» DOCUMENT SEGMENT:
Chivalry Is Not Dead
By Kickntrue on 10/14/09
What is the feminine form of "chivalry"? Maybe it should be defined as Emma Talley owning up for a scorecard error that cost her a 2nd state championship.
Talley, a sophomore at Caldwell County High School, was in line to win her second straight Leachman Buick & GMC/KHSAA State Golf Championship on Sunday at Bowling Green Country Club. After shooting a 1-under-par 71 on Saturday, she finished Sunday's final round with a 73. The 144 total was five shots better than her nearest competitor, Sacred Heart's Lindsay Gahm.

But when her round was complete and her score had been posted, Talley's father, Dan, had a feeling something was wrong.

"He just asked me, 'Are you sure about everything?'" Talley said Monday afternoon. "I thought back GǪ and right there and then I knew what I had to do. I had to disqualify myself, unfortunately."

» DATA EXTRACT:
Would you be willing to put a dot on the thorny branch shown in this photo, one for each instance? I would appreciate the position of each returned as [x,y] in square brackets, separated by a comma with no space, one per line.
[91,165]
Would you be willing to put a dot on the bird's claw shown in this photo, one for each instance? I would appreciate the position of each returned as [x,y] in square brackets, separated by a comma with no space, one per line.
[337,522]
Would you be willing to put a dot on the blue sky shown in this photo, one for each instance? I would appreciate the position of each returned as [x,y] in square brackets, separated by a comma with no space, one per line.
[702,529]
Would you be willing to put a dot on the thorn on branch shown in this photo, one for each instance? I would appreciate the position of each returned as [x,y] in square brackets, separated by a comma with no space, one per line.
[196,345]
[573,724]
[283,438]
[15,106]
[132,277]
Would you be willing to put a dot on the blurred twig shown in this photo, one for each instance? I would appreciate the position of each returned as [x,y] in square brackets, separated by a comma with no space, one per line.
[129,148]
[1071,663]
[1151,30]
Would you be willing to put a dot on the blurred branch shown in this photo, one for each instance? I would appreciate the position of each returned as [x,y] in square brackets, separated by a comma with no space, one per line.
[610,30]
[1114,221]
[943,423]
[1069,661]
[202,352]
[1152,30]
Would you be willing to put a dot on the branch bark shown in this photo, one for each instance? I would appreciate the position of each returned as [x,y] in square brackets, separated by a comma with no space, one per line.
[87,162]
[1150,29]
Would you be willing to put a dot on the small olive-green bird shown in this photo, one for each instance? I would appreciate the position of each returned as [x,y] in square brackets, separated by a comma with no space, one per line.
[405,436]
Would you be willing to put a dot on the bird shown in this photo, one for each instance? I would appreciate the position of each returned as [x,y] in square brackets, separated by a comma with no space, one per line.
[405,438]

==

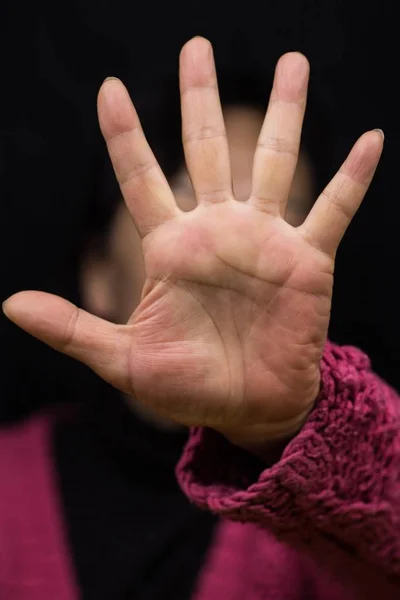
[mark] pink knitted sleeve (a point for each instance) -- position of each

» YOUR TASKS:
(a) Gather every line of the records that contains the word "bird", treating uppercase and lowercase as different.
(b) Pick up the article about Emma Talley's scorecard error and keep writing from its last sentence.
The article and the records have nothing to do with each other.

» ANSWERS FOR THE EXERCISE:
(a)
Would you be willing to put a dot on the bird's claw shown in this photo, one for each instance? I would appreciate the position of each returned as [x,y] in square brackets, separated by a comma with no space, one per line.
Would you be willing to put a dot on the small olive-green bird shown in this photo, one for each instance? I would appreciate the position of each returned as [x,y] in square brackets, separated by a comma with no space, one per line.
Would you be willing to put a dot on the bird shown in this photo, one for each instance? I would appreciate the position of each returned as [x,y] in square brackets, separated by a comma with no space, one per line.

(b)
Emma won by 5 shots- so marking a par 5, instead of bogey 6 wouldn't have cost her a state title. Congrats to Talley for doing the right thing, and to her dad who helped her see her error. I'm sure there are plenty of parents who would've reasoned that their child would have won despite the error and kept their mouths shut- and nobody would have ever known.

Now- how about fixing a rule that doesn't let someone own up to an honest mistake, especially at the high school level? At least Talley is only a sophomore. She can still go win 2 more Kentucky state titles. "Three-year state champion" still has a nice ring to it.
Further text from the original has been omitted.